= WHAT IS REQUIRED =
Below are the entries; give again exactly the lines from the one mentioning "any woman's shoulder" through the one mentioning "any green foliage", inclusive.

(Saved data entries)
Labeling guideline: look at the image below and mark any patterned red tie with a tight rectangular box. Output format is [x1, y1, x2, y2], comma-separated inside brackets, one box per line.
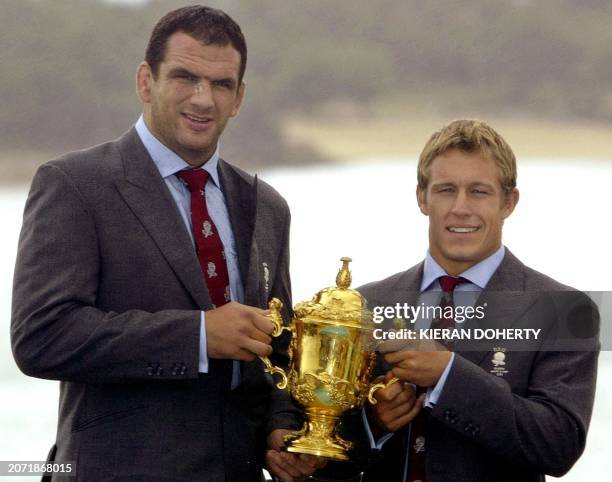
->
[176, 169, 230, 308]
[431, 276, 467, 350]
[406, 275, 466, 482]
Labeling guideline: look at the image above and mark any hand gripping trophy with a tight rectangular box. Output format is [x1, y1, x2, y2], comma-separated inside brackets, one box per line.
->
[259, 257, 396, 460]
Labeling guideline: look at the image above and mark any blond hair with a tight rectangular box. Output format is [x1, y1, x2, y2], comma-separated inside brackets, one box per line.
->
[417, 119, 517, 193]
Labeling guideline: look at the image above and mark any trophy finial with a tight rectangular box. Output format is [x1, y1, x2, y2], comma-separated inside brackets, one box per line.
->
[336, 257, 352, 289]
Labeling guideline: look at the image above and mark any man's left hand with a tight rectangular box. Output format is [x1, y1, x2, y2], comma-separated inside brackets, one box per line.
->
[265, 429, 326, 482]
[384, 346, 452, 387]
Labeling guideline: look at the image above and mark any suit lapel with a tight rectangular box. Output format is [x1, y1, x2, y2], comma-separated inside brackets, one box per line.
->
[458, 249, 531, 366]
[398, 263, 423, 309]
[114, 129, 212, 309]
[218, 159, 257, 302]
[371, 264, 424, 373]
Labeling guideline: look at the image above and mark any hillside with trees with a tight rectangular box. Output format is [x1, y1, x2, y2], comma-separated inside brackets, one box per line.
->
[2, 0, 611, 171]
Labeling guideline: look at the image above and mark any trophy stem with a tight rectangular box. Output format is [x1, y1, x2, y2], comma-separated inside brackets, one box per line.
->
[285, 410, 352, 461]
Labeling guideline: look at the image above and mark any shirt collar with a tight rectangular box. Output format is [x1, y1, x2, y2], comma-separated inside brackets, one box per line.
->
[420, 245, 506, 291]
[135, 114, 221, 187]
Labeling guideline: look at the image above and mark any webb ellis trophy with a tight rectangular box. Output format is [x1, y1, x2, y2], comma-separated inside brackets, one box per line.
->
[259, 257, 396, 461]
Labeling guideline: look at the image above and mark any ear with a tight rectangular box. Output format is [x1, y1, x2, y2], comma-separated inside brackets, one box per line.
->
[417, 185, 429, 216]
[502, 188, 519, 219]
[230, 80, 246, 117]
[136, 62, 154, 104]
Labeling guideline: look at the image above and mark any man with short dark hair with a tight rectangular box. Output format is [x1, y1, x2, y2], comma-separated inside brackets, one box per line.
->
[11, 5, 320, 481]
[357, 119, 599, 481]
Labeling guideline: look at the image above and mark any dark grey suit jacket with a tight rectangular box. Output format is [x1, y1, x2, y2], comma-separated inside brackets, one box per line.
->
[351, 250, 599, 482]
[11, 128, 300, 481]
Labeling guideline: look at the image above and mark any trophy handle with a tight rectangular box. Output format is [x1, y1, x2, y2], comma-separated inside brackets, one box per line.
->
[259, 297, 292, 390]
[367, 377, 400, 405]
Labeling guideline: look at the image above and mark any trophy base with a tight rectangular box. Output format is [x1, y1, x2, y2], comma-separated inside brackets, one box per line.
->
[284, 412, 352, 461]
[286, 440, 350, 461]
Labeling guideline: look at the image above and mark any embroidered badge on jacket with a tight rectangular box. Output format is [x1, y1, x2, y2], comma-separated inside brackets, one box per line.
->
[490, 347, 509, 377]
[263, 262, 270, 293]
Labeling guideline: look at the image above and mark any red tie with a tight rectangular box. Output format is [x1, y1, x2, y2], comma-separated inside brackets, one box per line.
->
[176, 169, 230, 308]
[406, 275, 466, 482]
[431, 276, 467, 349]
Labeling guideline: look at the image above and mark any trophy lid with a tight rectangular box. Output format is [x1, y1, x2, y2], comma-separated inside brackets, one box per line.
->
[294, 257, 370, 326]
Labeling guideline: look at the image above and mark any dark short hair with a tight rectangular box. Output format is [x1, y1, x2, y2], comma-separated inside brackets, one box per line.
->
[145, 5, 247, 84]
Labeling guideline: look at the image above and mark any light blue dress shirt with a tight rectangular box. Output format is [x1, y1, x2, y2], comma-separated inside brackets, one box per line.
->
[135, 116, 244, 385]
[420, 245, 505, 407]
[364, 246, 505, 457]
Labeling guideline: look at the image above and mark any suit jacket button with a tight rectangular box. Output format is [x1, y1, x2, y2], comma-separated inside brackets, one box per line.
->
[146, 365, 154, 376]
[156, 366, 163, 376]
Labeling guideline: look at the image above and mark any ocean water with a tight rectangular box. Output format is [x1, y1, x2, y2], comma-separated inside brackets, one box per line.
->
[1, 159, 610, 480]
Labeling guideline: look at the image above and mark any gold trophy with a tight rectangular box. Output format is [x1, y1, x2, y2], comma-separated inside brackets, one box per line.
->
[259, 257, 396, 461]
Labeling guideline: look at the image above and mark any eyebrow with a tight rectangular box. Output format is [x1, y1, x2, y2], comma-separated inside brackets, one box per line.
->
[469, 182, 496, 190]
[430, 181, 497, 190]
[430, 182, 455, 189]
[166, 67, 197, 78]
[166, 67, 237, 88]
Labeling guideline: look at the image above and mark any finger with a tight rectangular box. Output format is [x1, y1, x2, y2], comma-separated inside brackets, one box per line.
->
[267, 429, 288, 451]
[301, 453, 327, 469]
[379, 387, 412, 409]
[375, 380, 403, 402]
[374, 373, 403, 401]
[243, 339, 273, 358]
[384, 350, 414, 364]
[391, 366, 413, 382]
[246, 324, 273, 345]
[384, 371, 395, 382]
[376, 391, 414, 418]
[279, 452, 303, 478]
[388, 394, 425, 431]
[252, 312, 276, 335]
[290, 455, 318, 476]
[244, 304, 271, 316]
[393, 366, 418, 385]
[234, 348, 257, 362]
[271, 451, 300, 479]
[266, 451, 295, 482]
[297, 453, 326, 473]
[378, 398, 413, 422]
[297, 454, 319, 469]
[378, 338, 408, 353]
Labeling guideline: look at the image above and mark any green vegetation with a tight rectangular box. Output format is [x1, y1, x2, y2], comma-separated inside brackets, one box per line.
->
[1, 0, 611, 177]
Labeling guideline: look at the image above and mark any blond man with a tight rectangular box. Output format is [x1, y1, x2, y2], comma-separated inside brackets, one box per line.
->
[356, 120, 598, 482]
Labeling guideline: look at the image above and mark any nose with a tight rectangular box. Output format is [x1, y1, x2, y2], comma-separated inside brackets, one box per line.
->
[190, 81, 214, 109]
[450, 189, 471, 216]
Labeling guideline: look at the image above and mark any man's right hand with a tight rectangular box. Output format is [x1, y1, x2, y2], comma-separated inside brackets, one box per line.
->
[205, 302, 275, 361]
[367, 372, 424, 433]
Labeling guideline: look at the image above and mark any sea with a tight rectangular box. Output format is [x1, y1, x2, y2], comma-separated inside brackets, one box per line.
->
[1, 159, 610, 480]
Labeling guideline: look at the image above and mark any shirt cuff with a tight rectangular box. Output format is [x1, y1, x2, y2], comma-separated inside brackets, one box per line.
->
[361, 407, 394, 450]
[424, 352, 454, 408]
[199, 311, 209, 373]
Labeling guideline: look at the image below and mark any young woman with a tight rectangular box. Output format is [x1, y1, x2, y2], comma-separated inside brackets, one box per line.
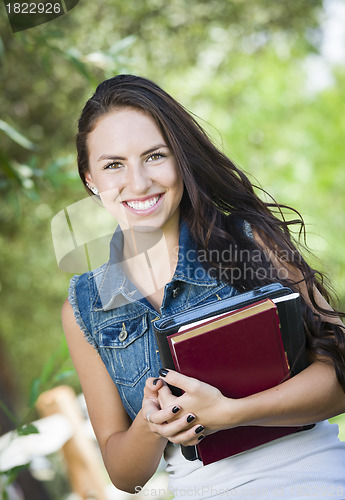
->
[62, 74, 345, 498]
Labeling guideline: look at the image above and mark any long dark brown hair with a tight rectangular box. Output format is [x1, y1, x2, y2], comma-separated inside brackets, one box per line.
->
[76, 74, 345, 391]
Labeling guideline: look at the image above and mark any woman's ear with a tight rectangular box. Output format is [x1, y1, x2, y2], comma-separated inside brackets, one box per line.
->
[84, 172, 99, 195]
[84, 171, 93, 185]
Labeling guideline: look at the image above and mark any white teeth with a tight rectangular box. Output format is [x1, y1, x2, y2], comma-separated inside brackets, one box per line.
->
[126, 196, 160, 210]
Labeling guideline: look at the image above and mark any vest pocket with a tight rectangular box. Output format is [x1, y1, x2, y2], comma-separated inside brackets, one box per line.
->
[99, 313, 149, 387]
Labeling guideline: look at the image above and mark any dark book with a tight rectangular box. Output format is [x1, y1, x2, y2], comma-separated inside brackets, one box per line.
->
[154, 284, 309, 377]
[272, 293, 309, 377]
[167, 298, 305, 465]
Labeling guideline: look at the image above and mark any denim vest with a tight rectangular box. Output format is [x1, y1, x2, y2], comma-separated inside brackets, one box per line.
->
[68, 221, 243, 420]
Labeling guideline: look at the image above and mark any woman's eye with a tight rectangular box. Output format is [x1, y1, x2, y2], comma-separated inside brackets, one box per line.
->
[148, 152, 165, 162]
[103, 162, 122, 170]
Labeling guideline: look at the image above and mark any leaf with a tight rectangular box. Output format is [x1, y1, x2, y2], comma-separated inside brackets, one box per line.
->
[17, 423, 39, 436]
[5, 188, 21, 219]
[109, 35, 137, 56]
[42, 50, 52, 74]
[56, 47, 98, 85]
[3, 464, 30, 484]
[0, 35, 5, 63]
[2, 488, 9, 500]
[23, 186, 40, 202]
[28, 378, 41, 408]
[0, 150, 22, 183]
[40, 353, 59, 384]
[44, 155, 75, 187]
[0, 399, 18, 427]
[27, 335, 71, 408]
[53, 370, 75, 383]
[0, 120, 39, 151]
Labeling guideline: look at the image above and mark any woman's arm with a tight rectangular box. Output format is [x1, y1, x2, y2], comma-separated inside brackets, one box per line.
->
[149, 349, 345, 446]
[228, 357, 345, 427]
[154, 358, 345, 442]
[62, 299, 172, 493]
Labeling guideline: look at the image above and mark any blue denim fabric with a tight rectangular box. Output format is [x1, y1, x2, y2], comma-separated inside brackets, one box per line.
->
[68, 221, 240, 420]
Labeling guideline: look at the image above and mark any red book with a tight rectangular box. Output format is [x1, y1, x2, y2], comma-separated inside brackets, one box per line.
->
[167, 299, 304, 465]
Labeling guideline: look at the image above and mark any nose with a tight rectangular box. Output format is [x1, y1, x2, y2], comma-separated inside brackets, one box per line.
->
[126, 164, 152, 194]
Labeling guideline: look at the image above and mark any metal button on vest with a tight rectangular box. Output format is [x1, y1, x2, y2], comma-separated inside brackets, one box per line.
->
[119, 323, 128, 341]
[172, 287, 179, 298]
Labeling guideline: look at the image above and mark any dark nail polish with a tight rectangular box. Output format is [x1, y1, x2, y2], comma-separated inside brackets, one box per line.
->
[159, 368, 169, 377]
[195, 425, 204, 434]
[197, 434, 205, 441]
[153, 378, 160, 386]
[186, 414, 195, 423]
[172, 406, 180, 414]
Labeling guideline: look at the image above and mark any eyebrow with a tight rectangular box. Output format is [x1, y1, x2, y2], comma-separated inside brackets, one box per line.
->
[97, 143, 168, 162]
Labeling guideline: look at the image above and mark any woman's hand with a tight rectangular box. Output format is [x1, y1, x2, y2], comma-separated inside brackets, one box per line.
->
[158, 369, 234, 432]
[144, 369, 237, 446]
[142, 377, 162, 419]
[142, 377, 203, 446]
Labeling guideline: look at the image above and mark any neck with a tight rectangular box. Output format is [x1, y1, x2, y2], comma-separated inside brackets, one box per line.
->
[121, 215, 181, 294]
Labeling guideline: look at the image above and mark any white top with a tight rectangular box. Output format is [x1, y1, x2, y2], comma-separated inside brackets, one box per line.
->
[164, 421, 345, 499]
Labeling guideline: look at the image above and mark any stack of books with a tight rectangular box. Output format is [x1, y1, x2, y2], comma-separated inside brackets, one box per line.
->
[154, 285, 311, 465]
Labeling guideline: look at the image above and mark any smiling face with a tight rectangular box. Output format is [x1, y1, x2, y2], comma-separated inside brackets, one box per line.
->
[85, 107, 184, 234]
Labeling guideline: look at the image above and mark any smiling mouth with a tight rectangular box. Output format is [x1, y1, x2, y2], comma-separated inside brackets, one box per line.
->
[125, 195, 162, 211]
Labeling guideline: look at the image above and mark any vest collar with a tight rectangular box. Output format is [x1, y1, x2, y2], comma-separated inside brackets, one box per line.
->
[92, 221, 218, 311]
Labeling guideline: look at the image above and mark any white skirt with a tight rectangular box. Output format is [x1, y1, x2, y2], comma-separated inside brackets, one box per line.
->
[164, 421, 345, 499]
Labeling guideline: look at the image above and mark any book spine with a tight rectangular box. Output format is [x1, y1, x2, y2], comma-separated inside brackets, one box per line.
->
[168, 340, 181, 372]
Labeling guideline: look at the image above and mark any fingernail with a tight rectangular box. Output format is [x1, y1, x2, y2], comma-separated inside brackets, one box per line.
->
[195, 425, 204, 434]
[153, 378, 160, 386]
[197, 434, 205, 441]
[186, 414, 195, 423]
[159, 368, 169, 377]
[172, 406, 180, 414]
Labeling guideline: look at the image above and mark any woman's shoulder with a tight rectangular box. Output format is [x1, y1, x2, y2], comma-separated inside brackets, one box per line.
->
[69, 262, 108, 290]
[63, 264, 110, 350]
[67, 262, 109, 315]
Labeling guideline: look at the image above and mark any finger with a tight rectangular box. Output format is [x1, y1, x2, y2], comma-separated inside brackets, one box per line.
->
[150, 411, 197, 439]
[157, 380, 171, 393]
[165, 422, 206, 446]
[147, 404, 182, 426]
[144, 377, 164, 396]
[178, 433, 205, 447]
[157, 382, 174, 404]
[159, 368, 199, 392]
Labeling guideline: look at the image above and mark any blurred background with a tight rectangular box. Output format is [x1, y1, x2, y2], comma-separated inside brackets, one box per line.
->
[1, 0, 345, 498]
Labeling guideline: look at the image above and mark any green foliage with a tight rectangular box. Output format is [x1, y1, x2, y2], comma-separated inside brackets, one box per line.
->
[28, 335, 73, 409]
[0, 2, 344, 495]
[0, 336, 72, 432]
[0, 336, 73, 496]
[16, 423, 39, 436]
[1, 465, 30, 500]
[0, 120, 39, 151]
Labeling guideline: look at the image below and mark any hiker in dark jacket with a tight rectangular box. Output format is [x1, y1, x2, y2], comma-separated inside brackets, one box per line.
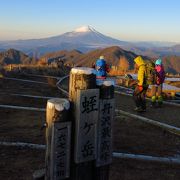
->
[133, 56, 149, 112]
[151, 58, 165, 107]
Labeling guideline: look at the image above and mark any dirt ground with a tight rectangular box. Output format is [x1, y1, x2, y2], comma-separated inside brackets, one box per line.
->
[0, 146, 45, 180]
[110, 158, 180, 180]
[0, 73, 180, 180]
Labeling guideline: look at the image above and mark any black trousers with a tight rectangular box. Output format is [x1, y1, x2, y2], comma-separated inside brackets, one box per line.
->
[133, 86, 148, 110]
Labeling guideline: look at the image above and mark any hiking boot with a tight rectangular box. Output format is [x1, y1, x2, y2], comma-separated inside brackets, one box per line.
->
[139, 108, 146, 112]
[134, 107, 146, 112]
[134, 107, 140, 111]
[157, 96, 163, 107]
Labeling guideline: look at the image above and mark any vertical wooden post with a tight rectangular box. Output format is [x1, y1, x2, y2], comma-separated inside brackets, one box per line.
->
[95, 79, 115, 180]
[125, 79, 130, 87]
[69, 67, 96, 102]
[45, 98, 71, 180]
[69, 67, 98, 180]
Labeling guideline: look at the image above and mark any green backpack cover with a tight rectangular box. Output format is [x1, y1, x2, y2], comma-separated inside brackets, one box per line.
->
[145, 62, 157, 85]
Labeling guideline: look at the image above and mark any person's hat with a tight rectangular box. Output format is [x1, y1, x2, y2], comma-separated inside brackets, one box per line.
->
[155, 58, 162, 65]
[99, 56, 104, 59]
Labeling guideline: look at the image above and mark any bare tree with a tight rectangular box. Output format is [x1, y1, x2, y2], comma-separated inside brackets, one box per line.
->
[118, 56, 129, 73]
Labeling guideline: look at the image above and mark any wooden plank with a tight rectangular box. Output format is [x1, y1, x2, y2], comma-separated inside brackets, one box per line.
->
[96, 99, 114, 167]
[68, 67, 98, 180]
[51, 122, 71, 179]
[45, 98, 70, 180]
[75, 89, 99, 163]
[95, 79, 115, 180]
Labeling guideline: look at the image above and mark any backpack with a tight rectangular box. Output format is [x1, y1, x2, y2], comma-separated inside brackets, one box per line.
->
[155, 64, 165, 85]
[95, 59, 106, 77]
[95, 59, 106, 70]
[145, 62, 157, 85]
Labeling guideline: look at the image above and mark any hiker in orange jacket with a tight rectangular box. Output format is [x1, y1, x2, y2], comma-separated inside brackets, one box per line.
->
[133, 56, 149, 112]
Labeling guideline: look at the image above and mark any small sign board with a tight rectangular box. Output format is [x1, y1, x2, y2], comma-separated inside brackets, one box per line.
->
[96, 99, 114, 167]
[51, 121, 71, 179]
[75, 89, 99, 163]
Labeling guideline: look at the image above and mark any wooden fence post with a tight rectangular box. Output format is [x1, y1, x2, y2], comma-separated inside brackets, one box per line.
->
[69, 67, 98, 180]
[95, 79, 115, 180]
[45, 98, 71, 180]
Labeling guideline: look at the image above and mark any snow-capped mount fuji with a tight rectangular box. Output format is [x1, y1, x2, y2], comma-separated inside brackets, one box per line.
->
[74, 26, 96, 32]
[42, 25, 128, 47]
[0, 26, 129, 56]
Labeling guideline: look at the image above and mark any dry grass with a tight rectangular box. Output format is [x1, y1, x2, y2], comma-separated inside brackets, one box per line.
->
[108, 69, 124, 76]
[108, 69, 136, 77]
[166, 81, 180, 88]
[2, 64, 70, 77]
[47, 77, 57, 87]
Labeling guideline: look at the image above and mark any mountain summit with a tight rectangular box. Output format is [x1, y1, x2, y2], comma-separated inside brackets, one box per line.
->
[57, 25, 127, 46]
[0, 26, 128, 56]
[74, 25, 96, 33]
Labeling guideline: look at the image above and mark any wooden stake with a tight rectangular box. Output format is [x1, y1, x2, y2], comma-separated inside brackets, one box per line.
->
[69, 67, 98, 180]
[95, 79, 115, 180]
[45, 98, 71, 180]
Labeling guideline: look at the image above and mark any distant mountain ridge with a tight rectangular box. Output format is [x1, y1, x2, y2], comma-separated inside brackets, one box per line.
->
[0, 47, 179, 74]
[0, 26, 129, 57]
[40, 46, 146, 69]
[0, 49, 32, 65]
[1, 25, 179, 58]
[127, 44, 180, 57]
[162, 55, 180, 74]
[40, 46, 180, 74]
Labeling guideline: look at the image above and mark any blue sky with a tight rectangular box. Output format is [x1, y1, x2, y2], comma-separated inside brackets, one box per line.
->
[0, 0, 180, 42]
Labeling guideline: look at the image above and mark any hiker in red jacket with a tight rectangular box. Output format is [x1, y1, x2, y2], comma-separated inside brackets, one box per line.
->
[151, 58, 165, 107]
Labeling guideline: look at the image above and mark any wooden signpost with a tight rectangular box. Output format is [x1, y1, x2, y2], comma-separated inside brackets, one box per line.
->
[95, 79, 115, 180]
[51, 122, 71, 179]
[69, 67, 96, 102]
[69, 67, 98, 180]
[45, 67, 115, 180]
[75, 89, 99, 163]
[45, 98, 71, 180]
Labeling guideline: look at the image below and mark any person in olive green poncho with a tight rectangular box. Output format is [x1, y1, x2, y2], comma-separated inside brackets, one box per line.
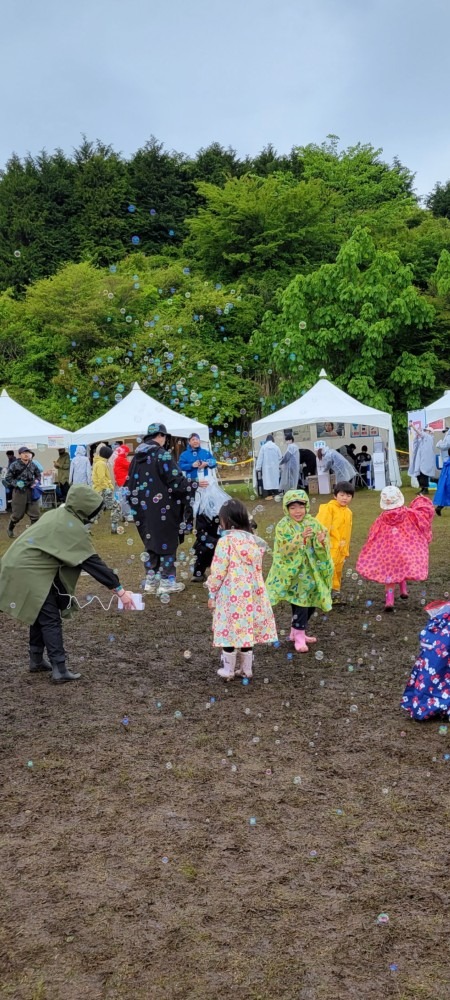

= YOUR SOLUTION =
Labeling guideline: look at the image above and mark any woman's shoulder with a tight rectangular box. Output format is [x1, y1, x2, y2], comma-separated inside brackets, one box per line.
->
[69, 262, 108, 290]
[63, 264, 110, 350]
[67, 262, 109, 315]
Labeling guideline: look at the image above and mark any finger with a tight rectangular box. Output format is [x1, y1, x2, y2], comma-separated inside brackets, one box per line.
->
[150, 411, 197, 439]
[157, 380, 171, 393]
[165, 422, 206, 446]
[147, 404, 182, 426]
[144, 377, 164, 396]
[178, 433, 205, 447]
[157, 382, 174, 404]
[159, 368, 199, 392]
Labeling guideline: look at the image above and mark any blurred background with a tight rectangular box. Output format is [x1, y1, x2, y2], comma-separated inside brackets, one box per line.
->
[1, 0, 345, 498]
Labeling guideline: look at the image above and mark any green foliage with a tight rectangular box. Output format is [x1, y1, x2, y2], comma-separated inside brackets, one box per line.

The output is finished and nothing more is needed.